> [To be done]: Pull out every line of the data below that contains the word "concrete", and copy each one in full.

## Begin

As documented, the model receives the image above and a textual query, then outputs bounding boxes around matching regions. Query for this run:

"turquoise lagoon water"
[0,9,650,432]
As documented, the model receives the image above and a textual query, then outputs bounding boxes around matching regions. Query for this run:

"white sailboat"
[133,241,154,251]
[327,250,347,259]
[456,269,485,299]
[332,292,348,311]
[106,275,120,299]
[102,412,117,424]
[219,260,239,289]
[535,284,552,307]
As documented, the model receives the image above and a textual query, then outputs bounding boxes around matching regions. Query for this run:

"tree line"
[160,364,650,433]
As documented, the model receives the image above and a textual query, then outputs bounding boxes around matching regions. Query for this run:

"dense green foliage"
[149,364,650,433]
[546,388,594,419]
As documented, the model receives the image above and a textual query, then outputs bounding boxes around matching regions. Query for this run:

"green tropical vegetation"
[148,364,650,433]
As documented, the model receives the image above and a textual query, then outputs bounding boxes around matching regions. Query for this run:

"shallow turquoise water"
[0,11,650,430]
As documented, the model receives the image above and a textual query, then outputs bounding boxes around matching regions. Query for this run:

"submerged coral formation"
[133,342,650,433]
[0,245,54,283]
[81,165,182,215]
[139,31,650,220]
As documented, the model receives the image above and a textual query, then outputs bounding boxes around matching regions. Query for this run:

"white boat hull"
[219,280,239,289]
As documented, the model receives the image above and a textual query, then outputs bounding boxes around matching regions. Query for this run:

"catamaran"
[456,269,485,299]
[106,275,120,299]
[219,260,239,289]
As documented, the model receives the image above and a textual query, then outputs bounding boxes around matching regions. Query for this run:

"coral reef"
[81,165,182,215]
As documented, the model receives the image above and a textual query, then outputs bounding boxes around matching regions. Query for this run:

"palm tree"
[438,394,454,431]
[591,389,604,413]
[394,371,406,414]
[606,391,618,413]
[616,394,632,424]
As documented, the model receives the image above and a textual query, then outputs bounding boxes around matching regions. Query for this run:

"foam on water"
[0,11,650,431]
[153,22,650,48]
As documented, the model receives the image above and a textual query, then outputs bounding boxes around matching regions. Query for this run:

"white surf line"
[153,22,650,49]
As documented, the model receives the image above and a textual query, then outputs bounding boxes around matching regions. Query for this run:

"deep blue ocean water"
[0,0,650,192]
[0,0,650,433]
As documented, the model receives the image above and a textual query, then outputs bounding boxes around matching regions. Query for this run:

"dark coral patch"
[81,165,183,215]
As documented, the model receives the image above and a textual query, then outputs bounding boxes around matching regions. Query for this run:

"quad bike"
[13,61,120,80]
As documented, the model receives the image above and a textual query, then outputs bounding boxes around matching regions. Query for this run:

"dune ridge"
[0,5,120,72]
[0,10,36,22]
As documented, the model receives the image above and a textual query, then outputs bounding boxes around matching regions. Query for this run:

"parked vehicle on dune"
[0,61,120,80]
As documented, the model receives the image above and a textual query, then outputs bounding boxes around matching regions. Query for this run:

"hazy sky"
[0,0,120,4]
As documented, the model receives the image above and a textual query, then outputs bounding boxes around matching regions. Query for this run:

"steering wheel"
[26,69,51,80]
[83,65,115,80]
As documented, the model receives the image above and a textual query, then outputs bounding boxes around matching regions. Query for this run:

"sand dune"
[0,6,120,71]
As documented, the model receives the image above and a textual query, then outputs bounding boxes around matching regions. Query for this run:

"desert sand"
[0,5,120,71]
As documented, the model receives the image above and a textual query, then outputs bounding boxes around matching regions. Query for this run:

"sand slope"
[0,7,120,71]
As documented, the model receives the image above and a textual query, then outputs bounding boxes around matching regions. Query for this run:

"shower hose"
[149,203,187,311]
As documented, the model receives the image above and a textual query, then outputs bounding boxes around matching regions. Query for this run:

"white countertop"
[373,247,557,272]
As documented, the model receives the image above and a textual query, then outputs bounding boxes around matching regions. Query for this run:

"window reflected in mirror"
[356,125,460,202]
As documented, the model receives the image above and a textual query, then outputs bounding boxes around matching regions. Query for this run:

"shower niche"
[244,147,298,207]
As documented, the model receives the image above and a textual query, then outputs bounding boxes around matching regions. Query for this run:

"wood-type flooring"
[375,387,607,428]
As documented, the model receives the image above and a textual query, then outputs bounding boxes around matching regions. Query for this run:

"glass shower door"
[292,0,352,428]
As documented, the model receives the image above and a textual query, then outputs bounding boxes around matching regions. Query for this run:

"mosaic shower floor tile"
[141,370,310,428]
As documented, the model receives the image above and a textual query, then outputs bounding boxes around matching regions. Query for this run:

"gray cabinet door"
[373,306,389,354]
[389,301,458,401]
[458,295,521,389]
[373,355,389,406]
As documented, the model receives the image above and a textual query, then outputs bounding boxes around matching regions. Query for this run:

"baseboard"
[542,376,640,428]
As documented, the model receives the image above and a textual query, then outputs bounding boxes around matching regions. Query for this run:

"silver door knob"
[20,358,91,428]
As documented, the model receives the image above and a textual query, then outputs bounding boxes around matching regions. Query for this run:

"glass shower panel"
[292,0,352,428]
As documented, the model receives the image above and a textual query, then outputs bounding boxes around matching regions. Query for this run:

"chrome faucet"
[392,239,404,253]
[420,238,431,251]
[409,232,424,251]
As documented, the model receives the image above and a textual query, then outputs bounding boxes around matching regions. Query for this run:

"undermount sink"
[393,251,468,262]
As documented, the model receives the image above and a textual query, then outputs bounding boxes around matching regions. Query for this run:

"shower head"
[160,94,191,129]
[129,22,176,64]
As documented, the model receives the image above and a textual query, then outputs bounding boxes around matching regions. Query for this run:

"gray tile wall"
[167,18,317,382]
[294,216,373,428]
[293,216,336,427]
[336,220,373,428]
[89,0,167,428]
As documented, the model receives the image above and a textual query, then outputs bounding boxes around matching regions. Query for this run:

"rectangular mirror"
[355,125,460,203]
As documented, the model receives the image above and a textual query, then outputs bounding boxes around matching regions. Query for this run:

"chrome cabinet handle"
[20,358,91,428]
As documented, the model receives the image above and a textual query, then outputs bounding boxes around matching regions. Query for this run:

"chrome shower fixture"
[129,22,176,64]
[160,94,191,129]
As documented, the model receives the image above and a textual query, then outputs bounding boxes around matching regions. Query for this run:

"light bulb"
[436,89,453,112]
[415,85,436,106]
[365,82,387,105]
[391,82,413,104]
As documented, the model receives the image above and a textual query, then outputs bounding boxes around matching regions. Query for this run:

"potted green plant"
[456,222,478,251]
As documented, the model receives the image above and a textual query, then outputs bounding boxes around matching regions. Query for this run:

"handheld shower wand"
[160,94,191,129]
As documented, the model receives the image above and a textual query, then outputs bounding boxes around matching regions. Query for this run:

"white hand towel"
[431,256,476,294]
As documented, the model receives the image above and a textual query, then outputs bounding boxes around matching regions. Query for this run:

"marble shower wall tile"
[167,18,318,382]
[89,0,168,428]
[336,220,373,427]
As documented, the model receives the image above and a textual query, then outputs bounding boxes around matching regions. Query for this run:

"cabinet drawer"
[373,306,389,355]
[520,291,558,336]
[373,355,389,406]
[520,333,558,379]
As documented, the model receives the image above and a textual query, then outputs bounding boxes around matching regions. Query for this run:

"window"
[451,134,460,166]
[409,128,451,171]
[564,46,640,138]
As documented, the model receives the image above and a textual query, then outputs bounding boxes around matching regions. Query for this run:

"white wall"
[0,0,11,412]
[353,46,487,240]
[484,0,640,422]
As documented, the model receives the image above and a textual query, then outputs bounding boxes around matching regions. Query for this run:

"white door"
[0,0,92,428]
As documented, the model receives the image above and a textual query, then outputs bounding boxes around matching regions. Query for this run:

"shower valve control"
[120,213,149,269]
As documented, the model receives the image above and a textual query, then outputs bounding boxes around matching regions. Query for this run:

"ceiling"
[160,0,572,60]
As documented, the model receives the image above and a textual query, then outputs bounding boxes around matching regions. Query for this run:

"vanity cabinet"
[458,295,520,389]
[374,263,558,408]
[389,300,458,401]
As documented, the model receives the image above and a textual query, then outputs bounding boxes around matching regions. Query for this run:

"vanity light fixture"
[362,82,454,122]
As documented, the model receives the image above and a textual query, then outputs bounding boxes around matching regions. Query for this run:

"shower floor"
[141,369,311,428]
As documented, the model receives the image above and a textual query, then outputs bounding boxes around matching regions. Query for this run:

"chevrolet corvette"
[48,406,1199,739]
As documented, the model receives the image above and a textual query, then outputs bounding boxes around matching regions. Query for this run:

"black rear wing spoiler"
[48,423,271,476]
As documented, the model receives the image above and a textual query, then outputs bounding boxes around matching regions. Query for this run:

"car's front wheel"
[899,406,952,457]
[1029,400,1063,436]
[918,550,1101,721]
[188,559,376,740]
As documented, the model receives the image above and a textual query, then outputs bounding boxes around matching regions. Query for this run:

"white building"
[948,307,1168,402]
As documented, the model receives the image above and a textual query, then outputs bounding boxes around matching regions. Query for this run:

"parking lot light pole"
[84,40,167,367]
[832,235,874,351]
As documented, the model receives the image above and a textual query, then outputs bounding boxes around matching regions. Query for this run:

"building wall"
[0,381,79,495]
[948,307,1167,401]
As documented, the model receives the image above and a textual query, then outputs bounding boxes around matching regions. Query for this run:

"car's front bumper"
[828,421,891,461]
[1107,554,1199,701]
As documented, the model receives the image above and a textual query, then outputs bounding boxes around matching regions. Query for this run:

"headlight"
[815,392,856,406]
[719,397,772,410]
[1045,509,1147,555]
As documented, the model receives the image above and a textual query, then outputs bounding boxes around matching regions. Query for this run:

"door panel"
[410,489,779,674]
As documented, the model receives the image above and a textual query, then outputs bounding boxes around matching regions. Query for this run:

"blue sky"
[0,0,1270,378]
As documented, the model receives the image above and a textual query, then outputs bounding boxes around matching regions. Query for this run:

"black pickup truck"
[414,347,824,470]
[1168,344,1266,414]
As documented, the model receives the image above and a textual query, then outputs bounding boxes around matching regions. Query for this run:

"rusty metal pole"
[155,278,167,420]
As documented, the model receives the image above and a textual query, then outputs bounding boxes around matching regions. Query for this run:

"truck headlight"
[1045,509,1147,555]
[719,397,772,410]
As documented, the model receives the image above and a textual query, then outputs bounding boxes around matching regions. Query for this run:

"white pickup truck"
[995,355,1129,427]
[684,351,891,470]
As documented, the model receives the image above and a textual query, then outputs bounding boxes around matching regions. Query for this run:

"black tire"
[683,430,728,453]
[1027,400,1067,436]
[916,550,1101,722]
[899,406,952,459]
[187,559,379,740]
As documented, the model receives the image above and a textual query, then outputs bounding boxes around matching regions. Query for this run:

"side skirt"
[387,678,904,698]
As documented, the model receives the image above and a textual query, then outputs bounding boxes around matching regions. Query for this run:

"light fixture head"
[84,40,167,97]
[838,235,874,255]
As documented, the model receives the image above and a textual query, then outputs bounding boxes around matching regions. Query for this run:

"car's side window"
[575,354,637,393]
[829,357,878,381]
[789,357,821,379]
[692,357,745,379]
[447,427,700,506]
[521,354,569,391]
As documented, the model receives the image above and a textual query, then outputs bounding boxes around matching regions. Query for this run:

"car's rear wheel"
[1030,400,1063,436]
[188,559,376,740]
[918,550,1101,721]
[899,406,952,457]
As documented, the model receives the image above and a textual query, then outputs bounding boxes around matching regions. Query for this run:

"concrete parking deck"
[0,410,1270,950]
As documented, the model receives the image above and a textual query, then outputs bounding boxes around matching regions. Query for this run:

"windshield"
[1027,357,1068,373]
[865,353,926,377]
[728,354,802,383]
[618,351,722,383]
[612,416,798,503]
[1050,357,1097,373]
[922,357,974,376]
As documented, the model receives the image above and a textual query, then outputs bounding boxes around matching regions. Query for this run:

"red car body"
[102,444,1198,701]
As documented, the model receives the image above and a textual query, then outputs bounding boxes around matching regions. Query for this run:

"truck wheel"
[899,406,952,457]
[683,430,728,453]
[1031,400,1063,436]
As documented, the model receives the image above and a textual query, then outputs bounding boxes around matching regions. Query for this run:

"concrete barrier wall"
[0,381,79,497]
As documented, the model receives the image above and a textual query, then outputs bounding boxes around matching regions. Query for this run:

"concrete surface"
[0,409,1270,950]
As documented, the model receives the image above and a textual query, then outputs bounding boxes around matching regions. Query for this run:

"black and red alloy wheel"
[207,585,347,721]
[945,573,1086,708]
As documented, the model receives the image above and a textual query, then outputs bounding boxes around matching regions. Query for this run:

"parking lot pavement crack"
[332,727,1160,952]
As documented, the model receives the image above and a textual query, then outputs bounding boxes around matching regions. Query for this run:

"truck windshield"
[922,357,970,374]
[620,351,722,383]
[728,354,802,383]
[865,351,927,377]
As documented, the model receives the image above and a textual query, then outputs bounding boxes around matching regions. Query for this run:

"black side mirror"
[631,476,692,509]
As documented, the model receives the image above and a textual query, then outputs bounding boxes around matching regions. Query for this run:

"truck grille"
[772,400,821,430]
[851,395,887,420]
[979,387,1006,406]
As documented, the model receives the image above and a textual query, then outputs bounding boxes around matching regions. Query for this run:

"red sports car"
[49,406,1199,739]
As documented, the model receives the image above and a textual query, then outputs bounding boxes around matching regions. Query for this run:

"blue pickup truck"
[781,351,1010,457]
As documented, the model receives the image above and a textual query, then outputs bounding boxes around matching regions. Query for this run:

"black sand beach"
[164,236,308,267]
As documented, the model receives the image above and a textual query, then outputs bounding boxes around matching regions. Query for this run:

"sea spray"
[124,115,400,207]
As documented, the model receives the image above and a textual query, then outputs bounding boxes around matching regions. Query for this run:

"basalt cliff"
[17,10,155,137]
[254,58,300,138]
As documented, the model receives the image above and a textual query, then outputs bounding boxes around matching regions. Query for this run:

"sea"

## End

> [Task answer]:
"concrete parking deck"
"concrete barrier wall"
"concrete surface"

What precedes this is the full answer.